Task to carry out
Write out every entry below again, changing each "instance" to "occurrence" and keeping everything else the same. Leave the pictures out.

Stored data
- - -

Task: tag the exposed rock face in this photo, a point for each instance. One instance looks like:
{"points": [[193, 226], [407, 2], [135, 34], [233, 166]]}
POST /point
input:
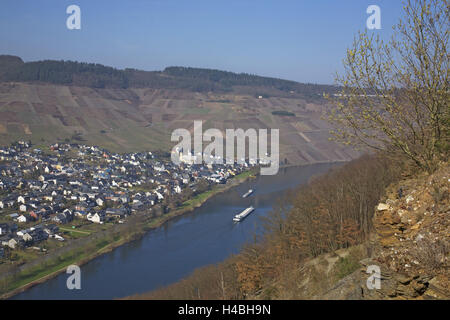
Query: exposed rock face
{"points": [[412, 244]]}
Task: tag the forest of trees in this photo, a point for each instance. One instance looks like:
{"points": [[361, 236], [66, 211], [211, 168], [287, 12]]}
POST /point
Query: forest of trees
{"points": [[99, 76]]}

- - -

Response
Task: tag the exposed rock face in this photo, a point for each occurrence. One occurrence looks like:
{"points": [[193, 226], [407, 2], [135, 34], [233, 166]]}
POST /point
input:
Query: exposed rock face
{"points": [[412, 244]]}
Task: tag the forest of trees in this photo, a point for each occurrence. One occurrence looks like:
{"points": [[361, 236], [66, 211], [211, 168], [287, 12]]}
POST /point
Query: forest of trees
{"points": [[99, 76]]}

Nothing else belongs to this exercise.